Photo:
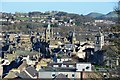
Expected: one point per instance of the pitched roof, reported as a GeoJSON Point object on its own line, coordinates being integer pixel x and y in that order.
{"type": "Point", "coordinates": [24, 75]}
{"type": "Point", "coordinates": [61, 77]}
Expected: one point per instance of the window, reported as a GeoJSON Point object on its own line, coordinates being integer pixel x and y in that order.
{"type": "Point", "coordinates": [55, 65]}
{"type": "Point", "coordinates": [73, 75]}
{"type": "Point", "coordinates": [53, 75]}
{"type": "Point", "coordinates": [67, 75]}
{"type": "Point", "coordinates": [70, 65]}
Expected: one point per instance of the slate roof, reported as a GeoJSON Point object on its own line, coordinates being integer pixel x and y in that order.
{"type": "Point", "coordinates": [61, 77]}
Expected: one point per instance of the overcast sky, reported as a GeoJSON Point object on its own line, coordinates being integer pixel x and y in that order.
{"type": "Point", "coordinates": [72, 7]}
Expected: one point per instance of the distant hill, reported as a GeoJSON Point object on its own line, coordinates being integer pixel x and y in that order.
{"type": "Point", "coordinates": [111, 14]}
{"type": "Point", "coordinates": [102, 16]}
{"type": "Point", "coordinates": [94, 15]}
---------------
= TASK TO COMPLETE =
The records above must be repeated exactly, minus their pictures.

= YOUR SOLUTION =
Photo:
Expected: one point per instance of the pitched roof, reported as a GeoJSON Point object on its own line, coordinates being integer pixel x and y in that order.
{"type": "Point", "coordinates": [24, 75]}
{"type": "Point", "coordinates": [61, 77]}
Expected: one point per instance of the window, reported as a GeoJSON Point object on its own line, coordinates being integer pixel x and y in that order.
{"type": "Point", "coordinates": [55, 65]}
{"type": "Point", "coordinates": [73, 75]}
{"type": "Point", "coordinates": [53, 75]}
{"type": "Point", "coordinates": [67, 75]}
{"type": "Point", "coordinates": [70, 65]}
Expected: one point per instance of the slate roof, reported as a GeoJSON Point object on its own line, coordinates being integer pixel x and y in that order.
{"type": "Point", "coordinates": [61, 77]}
Expected: one point per instance of the overcast sky, reported as a GeoJSON Point object on its own line, coordinates being integer pixel x and y in that order.
{"type": "Point", "coordinates": [72, 7]}
Expected: one point per instance of the distant hill, reported as a GeoJSON Point object on its own line, coordinates being integer pixel x and y in that order.
{"type": "Point", "coordinates": [111, 14]}
{"type": "Point", "coordinates": [102, 16]}
{"type": "Point", "coordinates": [94, 15]}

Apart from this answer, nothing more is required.